* Work to be completed
Print the part of the forum thread on spam-filter rules below from "Note spaces in" to "your own risk...", word for word.
Begin Document passage
THIS IS NOT A  S_P_A_M !
valium
xanax
\/loan\/
Increase your Manhood
Subject: =\?iso-8859-1
come.*?check.*?out.*?this.*?exclusive.*?footage
hot.*?brand.*?new.*?adult.*?site
^Content-Type: multipart/mixed; boundary="[0-9]+"
Note spaces in the begin and in the end of sentences.

Borgtex
Groupie
Posts: 52
Joined: Mon Mar 08, 2004 1:32 pm

Post by Borgtex » Mon Mar 08, 2004 2:29 pm

Use at your own risk...

[bcdfghjklmnpqrstvwxyz]{5} - to filter a mail address like gftsfxytu@hotmail.com

\$.*\$ - looks for two dollar signs in a sentence, for a subject like "turn $50 into $50000"

[a-z]\s[a-z]\s[a-z]\s[a-z]\s[a-z] - for a subject with spaces between letters, i.e. "o r d e r o n l i n e"

[0-9]{4}[a-z][0-9]{2} - for a address containing a sequence of 4 digits, followed by a letter, followed by 2 digits, i.e. fht4538v34@hotmail.com
Last edited by Borgtex on Wed Mar 10, 2004 8:48 pm, edited 1 time in total.

User avatar
homaquebec
PopTray Family
Posts: 913
Joined: Tue May 27, 2003 6:47 pm
Location: Québec (Canada)

A rule that works fine

Post by homaquebec » Tue Mar 09, 2004 12:51 am

The rule

Body --> Contains --> [Text]

Content-disposition: attachment; filename=*.pif

[x] Delete on server

succeeded. The message was deleted when checking an other time.

User avatar
vitoco
Veteran
Posts: 422
Joined: Wed Jul 09, 2003 9:22 pm
Location: Chile
Contact:

Post by vitoco » Tue Mar 09, 2004 5:53 am

vitoco wrote:Here is a useful Subject RegExp:

v\W?[1i]\W?[a4]\W?g\W?R\W?[a4]

Set Mark as Spam and it will catch any of the following:

VIAGRA
viagra
V14GR4
vi-agra
E n j o y - V i a g r a
v.i.a.g.r.a
V.i+A=g/r*a
I've extended the previous example:

Code: Select all

(\\/|v)_*\W*_*[iíïìî1l\|]+_*\W*_*[aáäàâ4@]+_*\W*_*[gr6]+_*\W*_*[GR6]+_*\W*_*[aáäàâ4@]_*(\W.*)?$
It will catch all the previous variations plus more:

VIARGA
Vl@6R@
_V_I_A_G_R_A_
via-------gra
***V|agra***
viiargra
\/IAGRÄ

and it will NOT catch:

Vitoco Introduced A Great Regexp exAmple.
End Document passage
Begin Supplied data
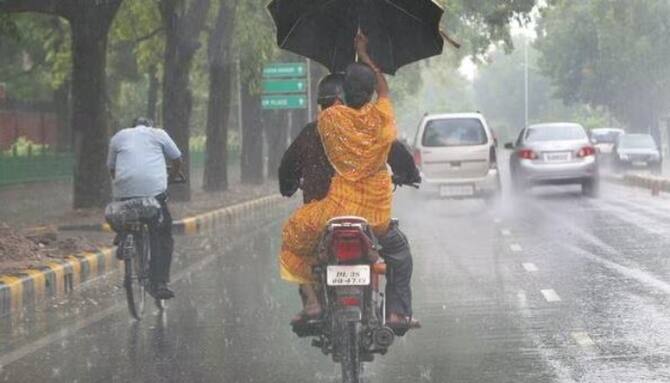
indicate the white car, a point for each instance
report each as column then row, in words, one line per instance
End Supplied data
* Output of the exercise
Note spaces in the begin and in the end of sentences.

Borgtex
Groupie
Posts: 52
Joined: Mon Mar 08, 2004 1:32 pm

Post by Borgtex » Mon Mar 08, 2004 2:29 pm

Use at your own risk...